Please give the listing again in its entirety, exactly as written.

** Start INPUT MATERIAL **

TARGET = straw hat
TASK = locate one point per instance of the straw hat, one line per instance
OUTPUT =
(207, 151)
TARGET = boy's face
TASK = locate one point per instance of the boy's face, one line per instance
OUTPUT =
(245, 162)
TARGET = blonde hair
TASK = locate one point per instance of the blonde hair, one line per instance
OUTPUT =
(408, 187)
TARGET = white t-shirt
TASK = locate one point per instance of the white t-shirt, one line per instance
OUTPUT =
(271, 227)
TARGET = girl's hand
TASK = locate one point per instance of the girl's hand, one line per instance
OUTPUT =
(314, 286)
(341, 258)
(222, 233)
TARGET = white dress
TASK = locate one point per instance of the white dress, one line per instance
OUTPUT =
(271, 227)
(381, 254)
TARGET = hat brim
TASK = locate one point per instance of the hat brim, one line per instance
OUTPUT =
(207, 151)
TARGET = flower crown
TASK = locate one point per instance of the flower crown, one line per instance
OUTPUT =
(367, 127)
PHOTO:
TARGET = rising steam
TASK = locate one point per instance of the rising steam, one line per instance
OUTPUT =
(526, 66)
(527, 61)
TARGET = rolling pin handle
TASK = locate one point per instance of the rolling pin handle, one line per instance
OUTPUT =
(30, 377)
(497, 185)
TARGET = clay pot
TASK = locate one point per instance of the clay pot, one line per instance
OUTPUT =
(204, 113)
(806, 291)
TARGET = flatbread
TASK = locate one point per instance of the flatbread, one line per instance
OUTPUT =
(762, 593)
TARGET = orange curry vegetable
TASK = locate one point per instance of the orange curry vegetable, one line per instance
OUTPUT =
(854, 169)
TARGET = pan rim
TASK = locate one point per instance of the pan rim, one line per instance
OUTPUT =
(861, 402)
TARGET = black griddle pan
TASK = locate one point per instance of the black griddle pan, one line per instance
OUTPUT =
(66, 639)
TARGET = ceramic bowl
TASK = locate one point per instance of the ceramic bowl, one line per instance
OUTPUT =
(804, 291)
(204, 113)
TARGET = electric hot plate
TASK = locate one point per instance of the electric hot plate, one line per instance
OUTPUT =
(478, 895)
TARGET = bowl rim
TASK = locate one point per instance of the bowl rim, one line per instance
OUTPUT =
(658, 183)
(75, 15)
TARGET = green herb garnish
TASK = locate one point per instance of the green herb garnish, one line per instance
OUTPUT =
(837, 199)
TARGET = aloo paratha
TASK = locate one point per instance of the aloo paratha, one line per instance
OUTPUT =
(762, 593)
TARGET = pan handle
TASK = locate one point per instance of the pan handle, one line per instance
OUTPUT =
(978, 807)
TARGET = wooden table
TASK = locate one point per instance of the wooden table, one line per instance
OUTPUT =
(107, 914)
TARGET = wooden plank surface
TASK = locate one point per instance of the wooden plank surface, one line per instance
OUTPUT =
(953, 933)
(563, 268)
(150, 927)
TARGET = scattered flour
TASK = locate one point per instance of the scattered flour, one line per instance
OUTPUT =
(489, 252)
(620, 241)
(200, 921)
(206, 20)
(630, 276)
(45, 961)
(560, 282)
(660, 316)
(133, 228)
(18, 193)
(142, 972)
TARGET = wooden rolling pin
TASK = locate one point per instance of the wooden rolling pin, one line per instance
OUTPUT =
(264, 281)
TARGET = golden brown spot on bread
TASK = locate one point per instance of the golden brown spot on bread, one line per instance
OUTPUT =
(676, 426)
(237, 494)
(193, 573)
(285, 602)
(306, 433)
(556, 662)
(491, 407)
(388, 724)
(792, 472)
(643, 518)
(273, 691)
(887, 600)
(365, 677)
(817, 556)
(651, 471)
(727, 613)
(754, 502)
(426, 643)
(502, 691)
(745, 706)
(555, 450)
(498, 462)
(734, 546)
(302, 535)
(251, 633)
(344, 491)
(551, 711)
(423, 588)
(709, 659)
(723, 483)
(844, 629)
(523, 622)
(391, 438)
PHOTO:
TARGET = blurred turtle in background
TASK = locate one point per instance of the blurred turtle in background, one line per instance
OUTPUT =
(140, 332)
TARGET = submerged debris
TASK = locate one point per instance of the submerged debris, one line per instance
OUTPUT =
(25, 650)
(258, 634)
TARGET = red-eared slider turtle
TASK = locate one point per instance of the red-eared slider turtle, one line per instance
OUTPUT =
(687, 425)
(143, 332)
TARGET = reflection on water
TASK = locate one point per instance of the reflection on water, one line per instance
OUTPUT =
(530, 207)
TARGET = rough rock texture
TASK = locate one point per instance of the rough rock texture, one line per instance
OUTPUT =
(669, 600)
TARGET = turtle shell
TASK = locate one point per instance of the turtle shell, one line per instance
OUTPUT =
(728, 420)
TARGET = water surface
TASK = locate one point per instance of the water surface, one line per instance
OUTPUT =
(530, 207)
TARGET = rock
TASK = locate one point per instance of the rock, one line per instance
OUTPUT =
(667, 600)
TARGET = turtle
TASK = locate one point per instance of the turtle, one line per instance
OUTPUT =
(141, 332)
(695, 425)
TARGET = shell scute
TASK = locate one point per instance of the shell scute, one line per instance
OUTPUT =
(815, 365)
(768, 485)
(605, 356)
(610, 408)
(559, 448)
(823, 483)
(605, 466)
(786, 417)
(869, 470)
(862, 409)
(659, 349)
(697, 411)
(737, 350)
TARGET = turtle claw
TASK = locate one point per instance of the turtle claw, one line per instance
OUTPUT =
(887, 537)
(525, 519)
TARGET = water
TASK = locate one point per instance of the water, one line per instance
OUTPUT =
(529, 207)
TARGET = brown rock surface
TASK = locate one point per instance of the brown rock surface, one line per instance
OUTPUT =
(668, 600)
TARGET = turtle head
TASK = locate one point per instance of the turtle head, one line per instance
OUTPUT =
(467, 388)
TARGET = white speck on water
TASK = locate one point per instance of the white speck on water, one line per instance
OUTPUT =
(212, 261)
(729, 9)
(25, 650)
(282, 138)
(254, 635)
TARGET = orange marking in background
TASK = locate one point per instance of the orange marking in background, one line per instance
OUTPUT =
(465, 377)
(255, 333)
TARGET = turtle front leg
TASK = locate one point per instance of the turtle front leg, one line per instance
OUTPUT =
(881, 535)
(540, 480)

** End INPUT MATERIAL **

> RESULT:
TARGET = straw hat
TASK = locate one point per instance of the straw hat, one line per instance
OUTPUT =
(207, 151)
TARGET = boy's face
TASK = locate one point per instance of the boy's face, one line per instance
OUTPUT =
(245, 162)
TARGET = blonde hair
TASK = locate one point per instance of the blonde hair, one line per instance
OUTPUT =
(408, 187)
TARGET = white t-shirt
TASK = locate one point per instance of the white t-shirt, one line per instance
OUTPUT =
(271, 227)
TARGET = girl's hand
TASK = locate one point per instance of the girl's hand, one line per instance
OUTPUT =
(314, 286)
(341, 258)
(222, 233)
TARGET = white dress
TASK = locate one point per instance of the white dress, one line per instance
OUTPUT =
(271, 227)
(381, 254)
TARGET = hat brim
TASK = locate one point per instance of the hat brim, one line per instance
OUTPUT =
(207, 151)
TARGET = flower crown
TASK = locate one point per instance of the flower crown, one line per instance
OUTPUT =
(367, 127)
PHOTO:
TARGET = rising steam
TASK = locate one point per instance of the rising steam, one line per instance
OUTPUT =
(526, 66)
(527, 61)
TARGET = rolling pin handle
TASK = locate one point per instance of the rolling pin handle, one line per instance
OUTPUT =
(30, 377)
(497, 185)
TARGET = clay pot
TASK = locate one point per instance of the clay pot, one line per instance
OUTPUT =
(204, 113)
(806, 291)
TARGET = flatbread
TASK = locate one point per instance of the flatbread, one line per instance
OUTPUT =
(762, 593)
TARGET = orange curry vegetable
TASK = locate one point per instance of the orange curry vegetable, one line per instance
OUTPUT =
(854, 169)
TARGET = pan rim
TASK = locate one point per instance of the pan rim, one line per instance
OUTPUT =
(861, 402)
TARGET = black griddle pan
TASK = locate one point per instance of the black griddle pan, one line per instance
OUTPUT =
(66, 639)
TARGET = ceramic bowl
TASK = locate one point per instance of the ceramic bowl, one line per instance
OUTPUT =
(804, 291)
(204, 113)
TARGET = electric hot plate
TASK = locate one point per instance of the electric hot plate, one line per instance
OUTPUT =
(478, 895)
TARGET = bowl rim
TASK = locate one point per instance of the bowl rim, one line per instance
OUTPUT =
(658, 183)
(75, 15)
TARGET = green herb garnish
TASK = locate one point per instance of the green herb garnish, one line per instance
OUTPUT =
(837, 199)
TARGET = aloo paratha
TASK = locate one point per instance of the aloo paratha, one line per instance
OUTPUT =
(762, 593)
TARGET = pan handle
TASK = locate one point per instance of the pan handle, one line per instance
OUTPUT =
(978, 807)
TARGET = wooden table
TASK = locate one point per instance of the wooden table, one line per instance
OUTPUT =
(107, 914)
TARGET = wooden plank surface
TASK = locate one point per instance of the wooden plank surface, one line per instance
OUTPUT =
(953, 933)
(563, 268)
(150, 927)
TARGET = scattered flour
TASK = locate one point per instance of the scattered flour, one line per instance
OUTPUT =
(489, 252)
(620, 241)
(200, 921)
(206, 20)
(630, 276)
(45, 961)
(560, 282)
(660, 316)
(133, 228)
(18, 193)
(142, 972)
TARGET = wooden rolling pin
TASK = locate one point per instance of the wooden rolling pin, one line per instance
OUTPUT =
(264, 281)
TARGET = golden brown spot on bread
TASK = locate one point per instance of the golden brown spot on bread, one line per instance
OUTPUT =
(676, 426)
(237, 494)
(193, 573)
(285, 602)
(306, 433)
(556, 662)
(491, 407)
(388, 724)
(792, 472)
(643, 518)
(273, 691)
(887, 600)
(365, 677)
(817, 556)
(651, 471)
(727, 613)
(754, 502)
(426, 643)
(502, 691)
(745, 706)
(555, 450)
(498, 462)
(734, 546)
(302, 535)
(251, 633)
(344, 491)
(551, 711)
(423, 588)
(709, 659)
(723, 483)
(844, 629)
(523, 622)
(391, 438)
PHOTO:
TARGET = blurred turtle in background
TASK = locate one point per instance of the blurred turtle in background, one line per instance
OUTPUT =
(140, 332)
TARGET = submerged debris
TASK = locate one point per instance of the submerged debris, one line per instance
OUTPUT =
(25, 650)
(258, 634)
TARGET = red-eared slider turtle
TASK = locate one point per instance of the red-eared slider turtle, one line per instance
OUTPUT =
(687, 425)
(143, 332)
TARGET = reflection on water
TASK = locate one point per instance of the reflection on water, one line per instance
OUTPUT =
(530, 207)
TARGET = rough rock texture
TASK = locate one point per instance of the rough rock texture, one line per instance
OUTPUT =
(669, 600)
TARGET = turtle shell
TASK = locate one point per instance of the turtle shell, one line per instance
OUTPUT =
(728, 420)
TARGET = water surface
TASK = locate one point per instance of the water surface, one line per instance
OUTPUT =
(530, 207)
TARGET = rock
TASK = locate one point per instance of the rock, one line per instance
OUTPUT =
(667, 600)
TARGET = turtle
TASK = locate one point per instance of the turtle, one line per instance
OUTPUT =
(141, 332)
(695, 425)
TARGET = shell scute
TASK = locate one point per instance of the shell scute, one line per instance
OUTPUT =
(815, 365)
(768, 485)
(605, 356)
(610, 408)
(559, 448)
(823, 483)
(605, 466)
(786, 417)
(869, 470)
(862, 409)
(659, 349)
(697, 411)
(737, 350)
TARGET = turtle claw
TASK = locate one point per instance of the turtle claw, one line per instance
OUTPUT =
(887, 537)
(525, 519)
TARGET = water
TASK = locate one point per instance of the water, one line per instance
OUTPUT =
(529, 207)
TARGET = brown rock surface
TASK = locate one point per instance of the brown rock surface, one line per instance
OUTPUT =
(668, 600)
TARGET = turtle head
TASK = locate one point per instance of the turtle head, one line per instance
OUTPUT =
(467, 388)
TARGET = white speck on water
TASK = locate one point per instance of the white speck on water, one line per instance
OUTPUT =
(212, 261)
(729, 9)
(25, 650)
(282, 138)
(254, 635)
TARGET = orange marking in background
TASK = locate one point per instance of the orange marking in background, one line per instance
OUTPUT =
(465, 377)
(255, 333)
TARGET = turtle front leg
TASK = locate one point per instance of the turtle front leg, one line per instance
OUTPUT =
(881, 535)
(540, 480)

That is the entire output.